START Selection
Use durable_unlink for .ready and .done files for WAL segment removal
Hi all,
While reviewing the archiving code, I have bumped into the fact that
XLogArchiveCleanup() thinks that it is safe to do only a plain unlink()
for .ready and .done files when removing a past segment. I don't think
that it is a smart move, as on a subsequent crash we may still see
those, but the related segment would have gone away. This is not really
a problem for .done files, but it could confuse the archiver to see some
.ready files about things that have already gone away.
Attached is a patch. Thoughts?
--
Michael
Attachments:
archive-clean-durable.patchtext/x-diff; charset=us-asciiDownload+2-2
Hi,
On 2018-09-28 12:28:27 +0900, Michael Paquier wrote:
While reviewing the archiving code, I have bumped into the fact that
XLogArchiveCleanup() thinks that it is safe to do only a plain unlink()
for .ready and .done files when removing a past segment. I don't think
that it is a smart move, as on a subsequent crash we may still see
those, but the related segment would have gone away. This is not really
a problem for .done files, but it could confuse the archiver to see some
.ready files about things that have already gone away.
Isn't that window fundamentally there anyway?
- Andres
On Thu, Sep 27, 2018 at 08:40:26PM -0700, Andres Freund wrote:
On 2018-09-28 12:28:27 +0900, Michael Paquier wrote:
While reviewing the archiving code, I have bumped into the fact that
XLogArchiveCleanup() thinks that it is safe to do only a plain unlink()
for .ready and .done files when removing a past segment. I don't think
that it is a smart move, as on a subsequent crash we may still see
those, but the related segment would have gone away. This is not really
a problem for .done files, but it could confuse the archiver to see some
.ready files about things that have already gone away.Isn't that window fundamentally there anyway?
Sure. However the point I would like to make is that if we have the
possibility to reduce this window, then we should.
--
Michael
On September 27, 2018 10:23:31 PM PDT, Michael Paquier <michael@paquier.xyz> wrote:
On Thu, Sep 27, 2018 at 08:40:26PM -0700, Andres Freund wrote:
On 2018-09-28 12:28:27 +0900, Michael Paquier wrote:
While reviewing the archiving code, I have bumped into the fact that
XLogArchiveCleanup() thinks that it is safe to do only a plainunlink()
for .ready and .done files when removing a past segment. I don't
think
that it is a smart move, as on a subsequent crash we may still see
those, but the related segment would have gone away. This is notreally
a problem for .done files, but it could confuse the archiver to see
some
.ready files about things that have already gone away.
Isn't that window fundamentally there anyway?
END Selection
START Data supplied
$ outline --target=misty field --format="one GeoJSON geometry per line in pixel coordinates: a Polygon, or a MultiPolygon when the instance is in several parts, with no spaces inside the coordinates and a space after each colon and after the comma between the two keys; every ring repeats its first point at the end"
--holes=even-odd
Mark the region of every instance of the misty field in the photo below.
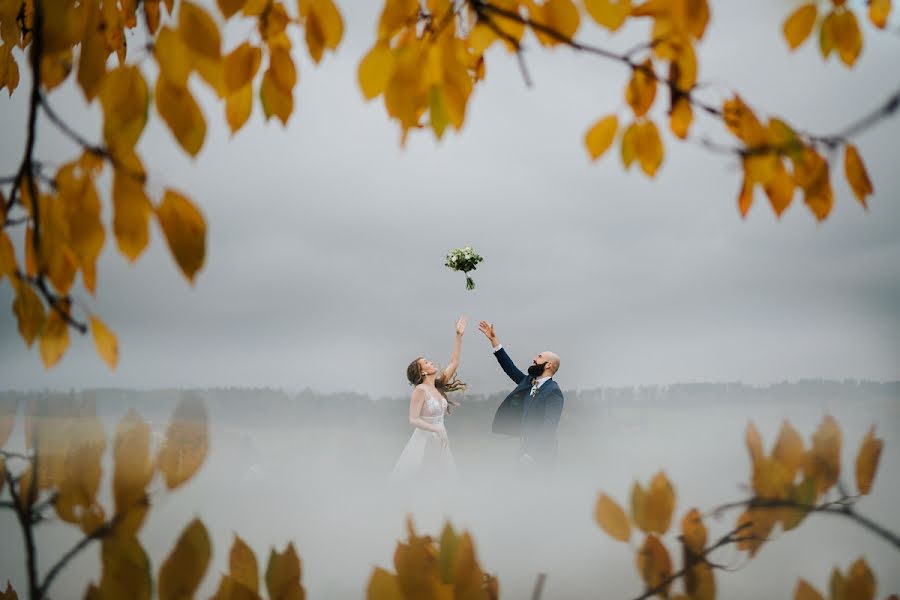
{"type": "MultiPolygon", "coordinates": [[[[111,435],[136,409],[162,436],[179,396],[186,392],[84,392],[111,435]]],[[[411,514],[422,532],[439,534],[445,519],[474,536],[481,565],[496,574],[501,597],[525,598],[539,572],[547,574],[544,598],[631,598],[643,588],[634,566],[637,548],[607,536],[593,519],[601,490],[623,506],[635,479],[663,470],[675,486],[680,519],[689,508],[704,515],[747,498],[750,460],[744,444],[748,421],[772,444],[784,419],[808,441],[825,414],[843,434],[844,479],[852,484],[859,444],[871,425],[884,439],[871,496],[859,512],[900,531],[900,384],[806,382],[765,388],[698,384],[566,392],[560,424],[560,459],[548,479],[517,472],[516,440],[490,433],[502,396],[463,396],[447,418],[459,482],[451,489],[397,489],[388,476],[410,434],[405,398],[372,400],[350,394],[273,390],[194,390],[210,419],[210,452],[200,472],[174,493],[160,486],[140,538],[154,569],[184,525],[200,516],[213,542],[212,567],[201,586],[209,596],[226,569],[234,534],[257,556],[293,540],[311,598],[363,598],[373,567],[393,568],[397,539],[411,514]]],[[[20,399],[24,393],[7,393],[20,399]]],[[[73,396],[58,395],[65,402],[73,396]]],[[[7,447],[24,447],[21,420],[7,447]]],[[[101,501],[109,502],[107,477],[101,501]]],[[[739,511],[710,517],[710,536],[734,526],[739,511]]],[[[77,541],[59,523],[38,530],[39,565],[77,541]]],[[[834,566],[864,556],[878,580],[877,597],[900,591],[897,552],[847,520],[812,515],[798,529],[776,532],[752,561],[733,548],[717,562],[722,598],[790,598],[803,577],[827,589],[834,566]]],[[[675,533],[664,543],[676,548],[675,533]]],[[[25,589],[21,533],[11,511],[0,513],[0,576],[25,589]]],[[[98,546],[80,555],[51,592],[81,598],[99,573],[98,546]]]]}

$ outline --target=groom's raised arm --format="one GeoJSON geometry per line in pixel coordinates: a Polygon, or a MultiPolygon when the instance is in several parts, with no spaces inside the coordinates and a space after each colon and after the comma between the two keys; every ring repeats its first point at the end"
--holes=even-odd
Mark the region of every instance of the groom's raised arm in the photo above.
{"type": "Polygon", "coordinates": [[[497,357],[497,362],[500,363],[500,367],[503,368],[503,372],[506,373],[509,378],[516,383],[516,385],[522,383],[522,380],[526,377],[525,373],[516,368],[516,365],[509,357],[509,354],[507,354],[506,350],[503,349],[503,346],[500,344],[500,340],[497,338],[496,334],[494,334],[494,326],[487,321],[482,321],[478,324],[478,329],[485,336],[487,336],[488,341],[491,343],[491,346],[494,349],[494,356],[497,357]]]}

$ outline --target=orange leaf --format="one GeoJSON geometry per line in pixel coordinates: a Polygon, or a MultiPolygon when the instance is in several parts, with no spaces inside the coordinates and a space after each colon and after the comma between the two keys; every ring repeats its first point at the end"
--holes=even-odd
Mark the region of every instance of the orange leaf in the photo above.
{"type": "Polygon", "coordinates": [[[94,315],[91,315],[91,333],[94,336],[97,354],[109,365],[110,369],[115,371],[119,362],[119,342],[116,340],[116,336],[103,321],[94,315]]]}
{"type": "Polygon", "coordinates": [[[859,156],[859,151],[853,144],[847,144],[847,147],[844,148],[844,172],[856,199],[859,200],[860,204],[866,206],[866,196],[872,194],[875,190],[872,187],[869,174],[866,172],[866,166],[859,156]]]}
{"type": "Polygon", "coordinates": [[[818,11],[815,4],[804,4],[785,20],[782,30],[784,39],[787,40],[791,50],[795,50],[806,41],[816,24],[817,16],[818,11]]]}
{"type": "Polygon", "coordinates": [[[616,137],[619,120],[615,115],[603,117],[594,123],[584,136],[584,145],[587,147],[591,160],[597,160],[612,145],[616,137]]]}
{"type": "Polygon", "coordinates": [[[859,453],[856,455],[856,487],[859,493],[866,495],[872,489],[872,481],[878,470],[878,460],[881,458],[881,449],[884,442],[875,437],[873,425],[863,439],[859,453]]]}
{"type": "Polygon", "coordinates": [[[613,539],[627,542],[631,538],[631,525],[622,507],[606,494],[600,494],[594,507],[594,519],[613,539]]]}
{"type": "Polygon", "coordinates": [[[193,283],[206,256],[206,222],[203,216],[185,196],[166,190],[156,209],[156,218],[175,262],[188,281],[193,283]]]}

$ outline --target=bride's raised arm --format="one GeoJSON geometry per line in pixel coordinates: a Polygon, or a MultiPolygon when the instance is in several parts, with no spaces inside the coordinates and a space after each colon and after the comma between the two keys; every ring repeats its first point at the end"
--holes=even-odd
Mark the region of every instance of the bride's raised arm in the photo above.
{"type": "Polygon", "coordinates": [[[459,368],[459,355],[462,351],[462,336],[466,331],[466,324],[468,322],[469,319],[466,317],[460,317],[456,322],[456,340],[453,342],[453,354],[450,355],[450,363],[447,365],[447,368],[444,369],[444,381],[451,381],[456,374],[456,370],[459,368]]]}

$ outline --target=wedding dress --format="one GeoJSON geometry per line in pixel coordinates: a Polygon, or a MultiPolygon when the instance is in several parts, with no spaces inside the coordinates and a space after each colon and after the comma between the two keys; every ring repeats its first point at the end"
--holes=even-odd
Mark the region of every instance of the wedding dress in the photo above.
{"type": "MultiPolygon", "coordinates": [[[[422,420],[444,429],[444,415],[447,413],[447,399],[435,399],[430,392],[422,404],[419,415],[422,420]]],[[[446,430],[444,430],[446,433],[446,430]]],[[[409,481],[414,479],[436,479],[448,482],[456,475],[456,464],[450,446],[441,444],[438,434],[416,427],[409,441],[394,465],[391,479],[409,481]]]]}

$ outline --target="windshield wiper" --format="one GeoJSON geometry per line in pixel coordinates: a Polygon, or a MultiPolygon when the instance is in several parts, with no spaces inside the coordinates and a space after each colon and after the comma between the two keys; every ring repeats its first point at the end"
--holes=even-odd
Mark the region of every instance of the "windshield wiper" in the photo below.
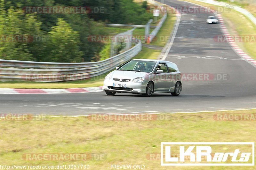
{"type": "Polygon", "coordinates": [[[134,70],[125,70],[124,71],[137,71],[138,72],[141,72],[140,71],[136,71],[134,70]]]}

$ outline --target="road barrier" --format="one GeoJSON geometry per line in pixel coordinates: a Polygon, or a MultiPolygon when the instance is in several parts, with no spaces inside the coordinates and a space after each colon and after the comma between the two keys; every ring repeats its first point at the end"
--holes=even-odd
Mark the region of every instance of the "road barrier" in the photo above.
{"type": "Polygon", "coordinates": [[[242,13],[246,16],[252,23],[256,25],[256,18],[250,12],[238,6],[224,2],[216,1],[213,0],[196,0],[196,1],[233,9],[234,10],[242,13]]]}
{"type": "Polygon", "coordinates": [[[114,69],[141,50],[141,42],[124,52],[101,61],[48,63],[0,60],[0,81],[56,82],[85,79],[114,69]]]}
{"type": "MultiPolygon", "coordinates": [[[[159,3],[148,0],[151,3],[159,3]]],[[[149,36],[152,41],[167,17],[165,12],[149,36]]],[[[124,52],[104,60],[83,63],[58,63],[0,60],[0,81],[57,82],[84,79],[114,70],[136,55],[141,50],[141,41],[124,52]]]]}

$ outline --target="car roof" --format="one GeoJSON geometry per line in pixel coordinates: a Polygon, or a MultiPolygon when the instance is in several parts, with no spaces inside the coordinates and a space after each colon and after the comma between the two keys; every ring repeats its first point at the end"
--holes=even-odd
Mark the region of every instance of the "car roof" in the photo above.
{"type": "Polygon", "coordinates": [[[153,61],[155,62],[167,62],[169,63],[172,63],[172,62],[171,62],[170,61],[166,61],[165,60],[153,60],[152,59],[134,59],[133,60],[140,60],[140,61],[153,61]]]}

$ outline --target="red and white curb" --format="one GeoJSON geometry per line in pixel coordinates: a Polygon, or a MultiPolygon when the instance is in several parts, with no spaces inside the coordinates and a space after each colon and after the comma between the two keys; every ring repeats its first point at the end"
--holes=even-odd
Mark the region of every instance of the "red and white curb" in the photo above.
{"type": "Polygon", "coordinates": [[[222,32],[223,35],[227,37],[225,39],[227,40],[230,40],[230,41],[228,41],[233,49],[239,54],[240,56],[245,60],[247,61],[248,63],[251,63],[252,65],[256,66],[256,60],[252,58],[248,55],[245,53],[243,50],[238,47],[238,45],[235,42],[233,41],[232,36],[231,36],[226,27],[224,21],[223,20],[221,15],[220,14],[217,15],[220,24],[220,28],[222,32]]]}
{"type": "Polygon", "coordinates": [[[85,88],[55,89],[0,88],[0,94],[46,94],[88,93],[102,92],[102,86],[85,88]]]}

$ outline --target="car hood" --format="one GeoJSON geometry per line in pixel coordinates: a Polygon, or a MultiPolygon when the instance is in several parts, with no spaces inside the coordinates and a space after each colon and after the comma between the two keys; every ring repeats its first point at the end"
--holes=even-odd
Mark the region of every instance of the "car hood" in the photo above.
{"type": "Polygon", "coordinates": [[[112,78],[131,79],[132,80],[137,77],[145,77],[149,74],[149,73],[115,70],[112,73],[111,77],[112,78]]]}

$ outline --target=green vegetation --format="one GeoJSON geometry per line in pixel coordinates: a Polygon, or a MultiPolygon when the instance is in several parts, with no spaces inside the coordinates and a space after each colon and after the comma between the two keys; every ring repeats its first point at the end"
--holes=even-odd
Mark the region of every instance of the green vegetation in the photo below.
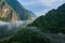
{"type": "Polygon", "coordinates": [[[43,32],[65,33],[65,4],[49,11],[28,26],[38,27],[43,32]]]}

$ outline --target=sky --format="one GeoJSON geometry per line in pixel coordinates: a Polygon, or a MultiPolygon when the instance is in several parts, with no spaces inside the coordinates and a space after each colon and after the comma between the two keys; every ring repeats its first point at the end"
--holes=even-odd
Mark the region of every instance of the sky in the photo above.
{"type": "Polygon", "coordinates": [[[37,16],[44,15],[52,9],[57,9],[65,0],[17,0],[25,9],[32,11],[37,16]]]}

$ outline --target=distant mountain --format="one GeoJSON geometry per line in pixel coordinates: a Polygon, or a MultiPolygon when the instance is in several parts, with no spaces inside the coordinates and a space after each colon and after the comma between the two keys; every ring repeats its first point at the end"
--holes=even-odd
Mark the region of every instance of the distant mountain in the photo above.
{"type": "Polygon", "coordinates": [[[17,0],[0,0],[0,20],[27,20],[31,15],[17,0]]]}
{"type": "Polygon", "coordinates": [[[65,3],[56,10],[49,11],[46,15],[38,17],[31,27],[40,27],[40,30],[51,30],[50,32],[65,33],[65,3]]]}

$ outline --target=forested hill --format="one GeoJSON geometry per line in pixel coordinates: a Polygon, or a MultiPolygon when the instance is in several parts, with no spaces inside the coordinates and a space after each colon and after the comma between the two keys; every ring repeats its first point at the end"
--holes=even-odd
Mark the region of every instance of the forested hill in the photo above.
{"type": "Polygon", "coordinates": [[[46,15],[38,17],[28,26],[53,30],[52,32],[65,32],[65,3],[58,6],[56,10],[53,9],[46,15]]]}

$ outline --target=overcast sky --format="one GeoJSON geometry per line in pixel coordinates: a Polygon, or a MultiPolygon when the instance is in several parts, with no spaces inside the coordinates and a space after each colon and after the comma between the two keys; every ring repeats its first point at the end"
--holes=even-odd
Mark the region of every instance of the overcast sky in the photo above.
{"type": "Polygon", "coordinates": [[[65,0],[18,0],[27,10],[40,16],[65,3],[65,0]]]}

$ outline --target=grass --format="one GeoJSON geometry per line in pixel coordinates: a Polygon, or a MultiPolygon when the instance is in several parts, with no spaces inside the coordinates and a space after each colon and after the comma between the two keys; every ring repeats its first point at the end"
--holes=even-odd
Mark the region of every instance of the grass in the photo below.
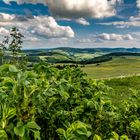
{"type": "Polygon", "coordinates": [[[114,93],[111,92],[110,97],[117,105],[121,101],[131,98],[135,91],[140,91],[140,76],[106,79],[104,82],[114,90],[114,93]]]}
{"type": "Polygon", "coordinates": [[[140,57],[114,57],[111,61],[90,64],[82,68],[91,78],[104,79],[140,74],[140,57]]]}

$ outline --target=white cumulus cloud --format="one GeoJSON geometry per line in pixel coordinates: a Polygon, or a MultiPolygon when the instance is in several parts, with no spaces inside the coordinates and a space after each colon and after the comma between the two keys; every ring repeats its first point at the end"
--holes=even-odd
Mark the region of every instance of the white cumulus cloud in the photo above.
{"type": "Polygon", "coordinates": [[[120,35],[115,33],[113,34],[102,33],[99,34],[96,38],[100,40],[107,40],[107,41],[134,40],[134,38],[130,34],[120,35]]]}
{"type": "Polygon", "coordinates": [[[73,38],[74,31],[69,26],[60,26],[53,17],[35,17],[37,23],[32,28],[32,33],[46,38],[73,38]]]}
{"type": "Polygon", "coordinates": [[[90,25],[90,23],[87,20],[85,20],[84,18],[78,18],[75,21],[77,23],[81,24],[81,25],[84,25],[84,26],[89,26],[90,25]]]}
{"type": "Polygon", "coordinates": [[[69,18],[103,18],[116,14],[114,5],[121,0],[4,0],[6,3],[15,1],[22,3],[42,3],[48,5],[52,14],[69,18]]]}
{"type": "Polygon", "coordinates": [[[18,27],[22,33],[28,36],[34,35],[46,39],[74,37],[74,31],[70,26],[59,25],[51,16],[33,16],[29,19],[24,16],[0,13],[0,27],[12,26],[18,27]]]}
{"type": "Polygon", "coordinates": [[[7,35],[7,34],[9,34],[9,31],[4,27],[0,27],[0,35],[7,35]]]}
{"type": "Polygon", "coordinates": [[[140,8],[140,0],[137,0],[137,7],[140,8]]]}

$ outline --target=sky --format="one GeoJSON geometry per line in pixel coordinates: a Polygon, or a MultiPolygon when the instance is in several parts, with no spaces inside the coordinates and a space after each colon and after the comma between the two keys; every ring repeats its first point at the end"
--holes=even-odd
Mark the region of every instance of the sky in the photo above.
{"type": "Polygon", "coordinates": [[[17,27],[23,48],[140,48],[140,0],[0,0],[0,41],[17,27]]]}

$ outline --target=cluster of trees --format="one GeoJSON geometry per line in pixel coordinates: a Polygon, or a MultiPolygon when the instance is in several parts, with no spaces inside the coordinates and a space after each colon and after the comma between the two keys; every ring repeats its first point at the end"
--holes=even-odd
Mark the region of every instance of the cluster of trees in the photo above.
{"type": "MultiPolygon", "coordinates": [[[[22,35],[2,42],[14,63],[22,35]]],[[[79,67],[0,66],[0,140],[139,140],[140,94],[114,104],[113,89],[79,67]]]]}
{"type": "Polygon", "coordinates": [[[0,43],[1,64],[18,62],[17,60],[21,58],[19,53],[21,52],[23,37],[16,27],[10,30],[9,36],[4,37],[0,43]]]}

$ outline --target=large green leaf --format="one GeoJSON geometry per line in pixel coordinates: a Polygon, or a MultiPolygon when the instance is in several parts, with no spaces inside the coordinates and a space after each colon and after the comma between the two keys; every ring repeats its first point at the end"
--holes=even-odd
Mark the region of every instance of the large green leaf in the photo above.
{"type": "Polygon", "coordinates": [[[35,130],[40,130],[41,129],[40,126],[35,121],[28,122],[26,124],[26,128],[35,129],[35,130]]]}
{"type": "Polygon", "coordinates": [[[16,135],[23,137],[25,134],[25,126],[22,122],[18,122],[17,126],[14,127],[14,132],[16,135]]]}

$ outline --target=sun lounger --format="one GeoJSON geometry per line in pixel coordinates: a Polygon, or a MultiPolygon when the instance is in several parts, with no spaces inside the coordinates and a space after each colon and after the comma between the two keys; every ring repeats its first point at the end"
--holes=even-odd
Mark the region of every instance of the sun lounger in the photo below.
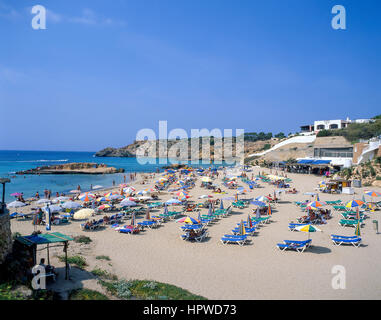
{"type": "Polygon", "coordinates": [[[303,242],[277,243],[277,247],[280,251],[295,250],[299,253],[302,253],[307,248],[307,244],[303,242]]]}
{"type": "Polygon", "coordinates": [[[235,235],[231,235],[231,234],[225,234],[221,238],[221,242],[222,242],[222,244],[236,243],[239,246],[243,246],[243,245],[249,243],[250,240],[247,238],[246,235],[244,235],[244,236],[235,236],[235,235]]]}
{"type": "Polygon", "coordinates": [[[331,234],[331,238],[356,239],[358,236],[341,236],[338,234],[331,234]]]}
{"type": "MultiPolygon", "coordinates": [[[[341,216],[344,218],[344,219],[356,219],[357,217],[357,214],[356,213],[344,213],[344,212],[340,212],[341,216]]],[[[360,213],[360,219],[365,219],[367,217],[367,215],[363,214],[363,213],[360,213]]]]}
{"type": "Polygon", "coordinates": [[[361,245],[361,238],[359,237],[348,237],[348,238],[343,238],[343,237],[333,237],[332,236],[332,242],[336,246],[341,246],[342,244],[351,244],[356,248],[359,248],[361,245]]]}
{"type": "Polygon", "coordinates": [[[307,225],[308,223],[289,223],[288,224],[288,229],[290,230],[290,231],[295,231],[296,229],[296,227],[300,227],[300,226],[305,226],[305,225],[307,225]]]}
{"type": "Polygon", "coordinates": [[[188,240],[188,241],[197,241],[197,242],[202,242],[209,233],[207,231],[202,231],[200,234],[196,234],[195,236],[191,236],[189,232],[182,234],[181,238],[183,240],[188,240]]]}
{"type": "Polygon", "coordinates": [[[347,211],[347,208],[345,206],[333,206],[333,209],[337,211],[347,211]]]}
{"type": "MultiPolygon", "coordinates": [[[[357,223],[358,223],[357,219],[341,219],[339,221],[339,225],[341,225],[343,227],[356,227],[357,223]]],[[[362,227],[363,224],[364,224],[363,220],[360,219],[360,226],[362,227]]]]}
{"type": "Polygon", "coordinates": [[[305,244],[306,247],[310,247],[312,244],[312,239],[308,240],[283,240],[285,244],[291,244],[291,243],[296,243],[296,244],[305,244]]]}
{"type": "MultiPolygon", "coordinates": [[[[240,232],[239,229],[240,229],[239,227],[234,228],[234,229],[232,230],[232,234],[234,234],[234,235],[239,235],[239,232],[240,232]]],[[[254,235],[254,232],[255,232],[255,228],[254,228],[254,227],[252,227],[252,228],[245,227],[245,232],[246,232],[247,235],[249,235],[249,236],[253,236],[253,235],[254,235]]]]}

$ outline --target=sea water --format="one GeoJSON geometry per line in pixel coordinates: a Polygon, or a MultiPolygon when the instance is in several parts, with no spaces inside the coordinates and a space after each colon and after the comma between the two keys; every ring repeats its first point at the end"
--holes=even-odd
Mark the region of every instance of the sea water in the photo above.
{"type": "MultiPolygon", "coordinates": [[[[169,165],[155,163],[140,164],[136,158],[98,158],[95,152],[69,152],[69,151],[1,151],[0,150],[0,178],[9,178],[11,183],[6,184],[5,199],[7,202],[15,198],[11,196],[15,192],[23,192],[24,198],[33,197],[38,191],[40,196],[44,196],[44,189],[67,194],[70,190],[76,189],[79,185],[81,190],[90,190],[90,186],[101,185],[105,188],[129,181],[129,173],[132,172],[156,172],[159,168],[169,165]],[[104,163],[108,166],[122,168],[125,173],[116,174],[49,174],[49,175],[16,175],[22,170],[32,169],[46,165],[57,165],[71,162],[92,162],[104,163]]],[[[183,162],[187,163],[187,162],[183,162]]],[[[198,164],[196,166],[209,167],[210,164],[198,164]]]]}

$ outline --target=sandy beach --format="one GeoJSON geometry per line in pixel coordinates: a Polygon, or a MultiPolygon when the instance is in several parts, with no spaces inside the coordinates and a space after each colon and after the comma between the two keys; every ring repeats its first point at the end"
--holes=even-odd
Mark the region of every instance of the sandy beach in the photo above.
END Data supplied
Stated goal A -> Please print the listing from its first line through the line containing "Mark the region of every instance of the misty", both ends included, reproducing each line unchanged.
Stated goal B -> Go on with the thread about using durable_unlink for .ready and .done files from the point where it stops.

Final answer A ->
$ outline --target=misty field --format="one GeoJSON geometry per line in pixel coordinates: a Polygon, or a MultiPolygon when the instance is in several parts, with no spaces inside the coordinates and a space after each colon and after the comma between the two keys; every ring repeats its first point at the end"
--holes=even-odd
Mark the region of every instance of the misty field in the photo below.

Final answer B ->
Sure. However the point I would like to make is that if we have the
possibility to reduce this window, then we should.
It's not free though. I don't think this is as clear cut as you make it sound.
Andres
--
Sent from my Android device with K-9 Mail. Please excuse my brevity.
Greetings,
* Michael Paquier (michael@paquier.xyz) wrote:
While reviewing the archiving code, I have bumped into the fact that
XLogArchiveCleanup() thinks that it is safe to do only a plain unlink()
for .ready and .done files when removing a past segment. I don't think
that it is a smart move, as on a subsequent crash we may still see
those, but the related segment would have gone away. This is not really
a problem for .done files, but it could confuse the archiver to see some
.ready files about things that have already gone away.
Is there an issue with making the archiver able to understand that
situation instead of being confused by it..? Seems like that'd probably
be a good thing to do regardless of this, but that would then remove the
need for this kind of change..
Thanks!
Stephen
On Fri, Sep 28, 2018 at 02:36:19PM -0400, Stephen Frost wrote:
Is there an issue with making the archiver able to understand that
situation instead of being confused by it..? Seems like that'd probably
be a good thing to do regardless of this, but that would then remove the
need for this kind of change..
I thought about that a bit, and there is as well a lot which can be done
within the archive_command itself regarding that, so I am not sure that
there is the argument to make pgarch.c more complicated than it should.
Now it is true that for most users having a .ready file but no segment
would most likely lead in a failure. I suspect that a large user base
is still just using plain cp in archive_command, which would cause the
archiver to be stuck. So we could actually just tweak pgarch_readyXlog
to check if the segment fetched actually exists (see bottom of the
so-said function). If it doesn't, then the archiver removes the .ready
file and retries fetching a new segment.
--
Michael
Greetings,
* Michael Paquier (michael@paquier.xyz) wrote:
On Fri, Sep 28, 2018 at 02:36:19PM -0400, Stephen Frost wrote:
Is there an issue with making the archiver able to understand that
situation instead of being confused by it..? Seems like that'd probably
be a good thing to do regardless of this, but that would then remove the
need for this kind of change..I thought about that a bit, and there is as well a lot which can be done
within the archive_command itself regarding that, so I am not sure that
there is the argument to make pgarch.c more complicated than it should.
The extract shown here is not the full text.